:: Given data
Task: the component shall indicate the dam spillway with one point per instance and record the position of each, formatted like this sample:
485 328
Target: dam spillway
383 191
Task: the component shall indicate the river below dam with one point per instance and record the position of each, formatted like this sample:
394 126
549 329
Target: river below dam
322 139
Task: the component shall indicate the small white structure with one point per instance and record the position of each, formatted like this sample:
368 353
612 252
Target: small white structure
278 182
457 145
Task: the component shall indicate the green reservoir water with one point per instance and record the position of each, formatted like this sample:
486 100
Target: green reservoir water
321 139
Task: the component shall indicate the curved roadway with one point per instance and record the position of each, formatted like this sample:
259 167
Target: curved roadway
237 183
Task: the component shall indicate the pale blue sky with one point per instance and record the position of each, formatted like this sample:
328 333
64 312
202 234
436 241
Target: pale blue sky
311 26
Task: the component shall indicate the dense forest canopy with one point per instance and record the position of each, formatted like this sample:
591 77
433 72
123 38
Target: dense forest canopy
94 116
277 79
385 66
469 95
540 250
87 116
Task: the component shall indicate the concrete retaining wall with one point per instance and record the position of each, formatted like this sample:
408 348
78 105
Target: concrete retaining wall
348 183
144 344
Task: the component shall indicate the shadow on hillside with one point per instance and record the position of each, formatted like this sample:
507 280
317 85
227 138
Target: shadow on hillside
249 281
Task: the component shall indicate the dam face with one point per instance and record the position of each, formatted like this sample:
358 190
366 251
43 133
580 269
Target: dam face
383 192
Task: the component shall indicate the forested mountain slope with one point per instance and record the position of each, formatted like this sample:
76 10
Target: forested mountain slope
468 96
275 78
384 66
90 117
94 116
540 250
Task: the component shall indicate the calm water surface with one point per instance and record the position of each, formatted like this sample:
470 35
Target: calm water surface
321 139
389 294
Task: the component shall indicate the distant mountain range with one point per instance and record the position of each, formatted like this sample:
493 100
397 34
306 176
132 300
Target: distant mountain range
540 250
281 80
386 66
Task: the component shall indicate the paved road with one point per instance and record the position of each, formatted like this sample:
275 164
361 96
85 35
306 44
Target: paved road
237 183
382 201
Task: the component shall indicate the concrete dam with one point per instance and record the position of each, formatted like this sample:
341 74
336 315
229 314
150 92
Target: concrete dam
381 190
::::
[Problem requirements]
Starting with the line that contains "Task: the component shall indicate the distant", repeat each line through the last one exactly as it appears. Include both ends and nothing more.

[Reply]
Task: the component shall indicate the distant mountain range with one point per instance and record the position of each, formatted like this sample:
493 100
397 34
306 176
132 300
Target: distant mountain range
540 250
281 80
386 66
Task: the component shall indicate the paved road with one point per instance and record the position of each, formatted like this sample:
275 164
361 96
85 35
306 44
Target: paved road
237 183
382 201
Task: the component shall indicate the concrete dam with one point per instance and record the position of each, formatted like this sample:
341 74
336 315
229 314
150 92
Target: concrete dam
381 190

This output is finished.